> **ESERCIZIO PROPOSTO 1**
Nel brano su papa Francesco e Matteo Renzi, su quale giornale e in quale data è uscito l'articolo di fondo di Ernesto Galli della Loggia?

> **BRANO ESTRATTO**
“Un buon cattolico,
ha detto papa Francesco, si immischia in politica, offrendo il meglio
di sé, perché il governante possa governare”. Il Papa ha
ribadito - nell’“esortazione che chiama i cattolici all’impegno per il
bene comune” - che la politica è una delle forme più alte
della carità, perché è servire il bene comune e ha
raccomandato a chi governa l’umiltà e l’amore per il proprio popolo.
Certamente Matteo Renzi è un cattolico, lo è gran parte
del suo retroterra ideale, così come sono cattolici molti dei suoi
più importanti giovani collaboratori. Ernesto Galli della Loggia
lo faceva notare nel suo articolo di fondo del Corriere del 3 giugno scorso:
“Il Partito democratico … nella sua storia ha vinto solo questa volta
correndo da solo (vale a dire non coalizzato con altri e sotto la guida
di un suo iscritto), così come solo questa volta ha ottenuto una
così alta percentuale di voti: e guarda caso entrambe le circostanze
si sono realizzate quando alla sua testa c’era un cattolico come Renzi.

Voci di puntamento ed etichettatura:
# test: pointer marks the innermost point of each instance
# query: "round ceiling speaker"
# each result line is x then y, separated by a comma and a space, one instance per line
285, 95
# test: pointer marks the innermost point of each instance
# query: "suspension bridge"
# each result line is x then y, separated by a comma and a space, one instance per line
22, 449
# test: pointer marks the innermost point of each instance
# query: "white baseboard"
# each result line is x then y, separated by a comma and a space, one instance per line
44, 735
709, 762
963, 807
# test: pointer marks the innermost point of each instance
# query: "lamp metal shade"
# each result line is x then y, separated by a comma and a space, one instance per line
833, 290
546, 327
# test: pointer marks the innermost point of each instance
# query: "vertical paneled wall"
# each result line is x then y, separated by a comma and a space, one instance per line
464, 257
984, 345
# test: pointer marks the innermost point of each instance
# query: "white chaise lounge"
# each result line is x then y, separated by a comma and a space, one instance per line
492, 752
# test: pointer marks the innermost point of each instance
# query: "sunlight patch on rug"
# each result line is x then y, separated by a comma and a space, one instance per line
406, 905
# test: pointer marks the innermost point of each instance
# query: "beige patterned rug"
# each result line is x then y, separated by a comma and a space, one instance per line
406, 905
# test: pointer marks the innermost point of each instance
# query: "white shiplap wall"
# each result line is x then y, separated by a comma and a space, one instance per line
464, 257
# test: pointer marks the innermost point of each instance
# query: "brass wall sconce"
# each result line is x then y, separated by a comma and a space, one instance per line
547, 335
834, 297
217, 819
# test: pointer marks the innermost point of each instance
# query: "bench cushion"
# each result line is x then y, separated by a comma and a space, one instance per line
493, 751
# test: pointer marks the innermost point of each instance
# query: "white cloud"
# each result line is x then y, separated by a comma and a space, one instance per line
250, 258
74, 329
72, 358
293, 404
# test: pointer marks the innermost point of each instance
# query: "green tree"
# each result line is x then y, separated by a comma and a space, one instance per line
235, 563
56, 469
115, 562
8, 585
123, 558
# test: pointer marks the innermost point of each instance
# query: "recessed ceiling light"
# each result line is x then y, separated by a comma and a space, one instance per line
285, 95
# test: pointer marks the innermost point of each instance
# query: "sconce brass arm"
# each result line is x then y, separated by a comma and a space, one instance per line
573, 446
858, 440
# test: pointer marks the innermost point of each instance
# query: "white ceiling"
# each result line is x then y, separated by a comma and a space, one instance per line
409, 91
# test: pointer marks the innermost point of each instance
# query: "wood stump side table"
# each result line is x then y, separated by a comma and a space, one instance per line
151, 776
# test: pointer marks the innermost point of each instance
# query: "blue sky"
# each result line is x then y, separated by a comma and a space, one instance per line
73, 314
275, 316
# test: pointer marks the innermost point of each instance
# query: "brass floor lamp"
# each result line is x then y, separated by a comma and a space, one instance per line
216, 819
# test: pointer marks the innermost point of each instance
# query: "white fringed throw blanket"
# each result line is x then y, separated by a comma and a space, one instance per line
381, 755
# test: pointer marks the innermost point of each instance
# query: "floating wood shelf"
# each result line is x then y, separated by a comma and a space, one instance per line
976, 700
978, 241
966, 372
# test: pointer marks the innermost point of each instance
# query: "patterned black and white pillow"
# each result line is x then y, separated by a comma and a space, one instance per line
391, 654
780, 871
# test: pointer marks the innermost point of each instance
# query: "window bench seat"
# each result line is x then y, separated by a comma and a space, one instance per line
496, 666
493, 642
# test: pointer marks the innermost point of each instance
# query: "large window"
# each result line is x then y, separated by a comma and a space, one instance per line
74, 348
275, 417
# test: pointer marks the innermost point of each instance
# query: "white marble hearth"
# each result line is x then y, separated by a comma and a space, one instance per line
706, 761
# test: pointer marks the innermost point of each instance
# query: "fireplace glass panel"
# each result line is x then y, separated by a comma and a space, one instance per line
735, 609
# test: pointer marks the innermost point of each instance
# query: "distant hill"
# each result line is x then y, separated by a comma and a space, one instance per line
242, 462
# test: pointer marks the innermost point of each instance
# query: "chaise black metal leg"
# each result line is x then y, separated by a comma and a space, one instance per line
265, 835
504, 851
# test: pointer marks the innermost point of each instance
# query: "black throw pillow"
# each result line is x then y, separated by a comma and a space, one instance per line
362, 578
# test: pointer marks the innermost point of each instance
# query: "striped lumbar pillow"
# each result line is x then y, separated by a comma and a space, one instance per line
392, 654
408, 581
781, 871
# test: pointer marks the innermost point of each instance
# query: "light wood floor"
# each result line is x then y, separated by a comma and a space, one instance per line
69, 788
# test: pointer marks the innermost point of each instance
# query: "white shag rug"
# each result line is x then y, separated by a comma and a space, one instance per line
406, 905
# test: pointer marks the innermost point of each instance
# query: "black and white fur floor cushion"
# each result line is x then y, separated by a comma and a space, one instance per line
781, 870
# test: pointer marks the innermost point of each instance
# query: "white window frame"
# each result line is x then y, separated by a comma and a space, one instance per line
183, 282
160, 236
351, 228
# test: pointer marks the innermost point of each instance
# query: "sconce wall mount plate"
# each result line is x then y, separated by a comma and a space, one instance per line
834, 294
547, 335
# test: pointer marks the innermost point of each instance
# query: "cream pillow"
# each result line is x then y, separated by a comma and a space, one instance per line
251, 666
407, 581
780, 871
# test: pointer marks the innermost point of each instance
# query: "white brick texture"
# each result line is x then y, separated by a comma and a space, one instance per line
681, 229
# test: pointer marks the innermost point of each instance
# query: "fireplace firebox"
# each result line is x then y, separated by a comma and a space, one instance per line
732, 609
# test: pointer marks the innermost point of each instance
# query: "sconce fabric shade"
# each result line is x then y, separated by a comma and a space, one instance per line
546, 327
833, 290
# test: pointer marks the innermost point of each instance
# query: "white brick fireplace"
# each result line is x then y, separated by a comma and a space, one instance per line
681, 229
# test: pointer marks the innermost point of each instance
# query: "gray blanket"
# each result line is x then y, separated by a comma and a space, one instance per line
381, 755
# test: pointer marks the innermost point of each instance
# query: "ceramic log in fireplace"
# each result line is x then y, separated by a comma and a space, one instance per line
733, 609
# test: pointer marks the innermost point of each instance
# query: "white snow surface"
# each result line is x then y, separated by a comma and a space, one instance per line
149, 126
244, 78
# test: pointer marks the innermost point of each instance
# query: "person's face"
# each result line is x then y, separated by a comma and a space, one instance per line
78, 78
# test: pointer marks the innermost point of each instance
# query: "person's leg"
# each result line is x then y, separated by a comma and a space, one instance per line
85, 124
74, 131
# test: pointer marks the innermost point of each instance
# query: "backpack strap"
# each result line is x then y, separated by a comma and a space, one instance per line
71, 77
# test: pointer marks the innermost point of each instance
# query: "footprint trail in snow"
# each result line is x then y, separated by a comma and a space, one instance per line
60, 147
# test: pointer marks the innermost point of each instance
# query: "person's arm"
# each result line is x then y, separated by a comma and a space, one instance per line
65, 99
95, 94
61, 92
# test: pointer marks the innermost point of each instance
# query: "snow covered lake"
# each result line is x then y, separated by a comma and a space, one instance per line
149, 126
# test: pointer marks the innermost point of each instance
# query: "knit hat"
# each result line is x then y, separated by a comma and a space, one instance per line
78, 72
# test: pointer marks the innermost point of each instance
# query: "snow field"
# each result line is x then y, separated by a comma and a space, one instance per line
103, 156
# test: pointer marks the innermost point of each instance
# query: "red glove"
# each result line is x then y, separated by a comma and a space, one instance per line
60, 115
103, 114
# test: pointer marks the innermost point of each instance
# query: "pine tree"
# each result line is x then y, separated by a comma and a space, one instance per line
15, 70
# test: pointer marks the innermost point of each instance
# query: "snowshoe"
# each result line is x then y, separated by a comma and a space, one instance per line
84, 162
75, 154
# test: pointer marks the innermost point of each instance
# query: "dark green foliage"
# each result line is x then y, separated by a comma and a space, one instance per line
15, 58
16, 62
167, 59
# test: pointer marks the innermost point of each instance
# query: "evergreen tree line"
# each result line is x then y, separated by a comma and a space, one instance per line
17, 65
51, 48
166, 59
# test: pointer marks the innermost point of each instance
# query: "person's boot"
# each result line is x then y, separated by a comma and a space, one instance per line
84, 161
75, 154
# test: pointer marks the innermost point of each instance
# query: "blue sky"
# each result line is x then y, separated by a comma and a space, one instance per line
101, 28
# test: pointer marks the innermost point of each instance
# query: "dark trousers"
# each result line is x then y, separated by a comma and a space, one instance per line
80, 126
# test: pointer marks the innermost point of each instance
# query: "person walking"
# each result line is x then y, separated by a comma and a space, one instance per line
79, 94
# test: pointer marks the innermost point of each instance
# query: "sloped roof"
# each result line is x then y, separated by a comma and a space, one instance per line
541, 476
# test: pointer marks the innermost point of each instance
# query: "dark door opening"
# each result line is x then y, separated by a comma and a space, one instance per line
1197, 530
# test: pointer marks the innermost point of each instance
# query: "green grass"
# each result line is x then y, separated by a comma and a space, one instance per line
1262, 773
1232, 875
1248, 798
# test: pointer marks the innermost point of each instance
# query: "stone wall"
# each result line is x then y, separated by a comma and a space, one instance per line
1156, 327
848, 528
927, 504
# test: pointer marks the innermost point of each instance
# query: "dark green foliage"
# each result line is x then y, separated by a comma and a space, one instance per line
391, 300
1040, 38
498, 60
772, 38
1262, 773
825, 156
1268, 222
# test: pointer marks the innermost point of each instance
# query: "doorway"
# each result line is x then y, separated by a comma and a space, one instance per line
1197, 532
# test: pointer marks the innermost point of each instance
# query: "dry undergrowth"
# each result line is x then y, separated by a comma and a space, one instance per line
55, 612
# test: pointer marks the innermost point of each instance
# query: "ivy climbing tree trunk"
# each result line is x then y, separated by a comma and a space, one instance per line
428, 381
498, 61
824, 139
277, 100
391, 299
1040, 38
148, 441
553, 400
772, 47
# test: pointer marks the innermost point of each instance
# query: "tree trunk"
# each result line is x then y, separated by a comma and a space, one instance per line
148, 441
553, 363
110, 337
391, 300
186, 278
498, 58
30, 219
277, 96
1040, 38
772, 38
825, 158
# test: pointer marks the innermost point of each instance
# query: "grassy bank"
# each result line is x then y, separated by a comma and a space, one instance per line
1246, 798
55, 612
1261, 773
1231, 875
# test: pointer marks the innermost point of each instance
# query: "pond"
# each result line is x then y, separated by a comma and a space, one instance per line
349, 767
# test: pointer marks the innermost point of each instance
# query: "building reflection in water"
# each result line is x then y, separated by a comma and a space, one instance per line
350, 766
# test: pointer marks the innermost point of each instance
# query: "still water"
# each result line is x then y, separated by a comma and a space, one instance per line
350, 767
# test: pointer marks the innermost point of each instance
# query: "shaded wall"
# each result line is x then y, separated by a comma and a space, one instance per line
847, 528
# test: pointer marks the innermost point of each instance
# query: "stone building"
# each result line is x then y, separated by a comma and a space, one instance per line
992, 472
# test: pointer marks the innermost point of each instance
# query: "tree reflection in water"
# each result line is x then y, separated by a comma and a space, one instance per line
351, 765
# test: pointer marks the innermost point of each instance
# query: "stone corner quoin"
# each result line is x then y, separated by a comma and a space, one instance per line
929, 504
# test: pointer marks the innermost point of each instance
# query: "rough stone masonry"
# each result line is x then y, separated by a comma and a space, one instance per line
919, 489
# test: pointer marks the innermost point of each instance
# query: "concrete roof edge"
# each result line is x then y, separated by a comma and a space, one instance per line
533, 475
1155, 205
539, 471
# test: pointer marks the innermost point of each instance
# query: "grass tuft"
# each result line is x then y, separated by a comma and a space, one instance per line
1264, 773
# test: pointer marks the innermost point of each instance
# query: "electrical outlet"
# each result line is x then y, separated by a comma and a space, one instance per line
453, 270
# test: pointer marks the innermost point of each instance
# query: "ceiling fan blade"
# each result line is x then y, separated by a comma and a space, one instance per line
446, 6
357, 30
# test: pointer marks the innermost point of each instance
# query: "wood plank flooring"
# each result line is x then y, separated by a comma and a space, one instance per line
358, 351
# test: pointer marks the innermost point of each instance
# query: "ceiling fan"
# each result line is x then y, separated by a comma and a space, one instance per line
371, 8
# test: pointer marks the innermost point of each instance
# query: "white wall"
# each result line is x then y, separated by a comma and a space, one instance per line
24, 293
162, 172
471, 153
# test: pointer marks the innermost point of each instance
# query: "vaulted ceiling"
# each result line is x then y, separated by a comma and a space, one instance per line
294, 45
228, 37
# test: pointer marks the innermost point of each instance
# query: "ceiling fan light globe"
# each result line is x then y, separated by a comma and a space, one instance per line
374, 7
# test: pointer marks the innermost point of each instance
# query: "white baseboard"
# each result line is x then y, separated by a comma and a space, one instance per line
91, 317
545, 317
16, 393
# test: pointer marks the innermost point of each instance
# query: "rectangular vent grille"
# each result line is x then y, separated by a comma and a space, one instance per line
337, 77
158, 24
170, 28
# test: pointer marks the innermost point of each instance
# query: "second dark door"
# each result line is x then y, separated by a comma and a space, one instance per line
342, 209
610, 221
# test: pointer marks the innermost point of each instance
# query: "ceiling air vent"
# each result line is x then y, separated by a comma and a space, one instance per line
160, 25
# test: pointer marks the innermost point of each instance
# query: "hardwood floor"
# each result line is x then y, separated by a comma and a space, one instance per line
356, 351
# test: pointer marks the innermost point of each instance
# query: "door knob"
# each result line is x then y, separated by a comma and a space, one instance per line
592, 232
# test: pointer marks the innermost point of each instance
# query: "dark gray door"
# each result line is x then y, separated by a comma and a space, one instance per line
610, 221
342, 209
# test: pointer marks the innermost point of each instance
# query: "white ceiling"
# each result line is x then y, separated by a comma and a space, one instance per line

> **ESERCIZIO PROPOSTO 2**
Calcola quante righe delle voci contengono la stringa "metal", distinguendo tra maiuscole e minuscole. Scrivi soltanto il numero.

> **RISPOSTA SCRITTA 1**
È uscito sul Corriere del 3 giugno scorso.

> **RISPOSTA SCRITTA 2**
2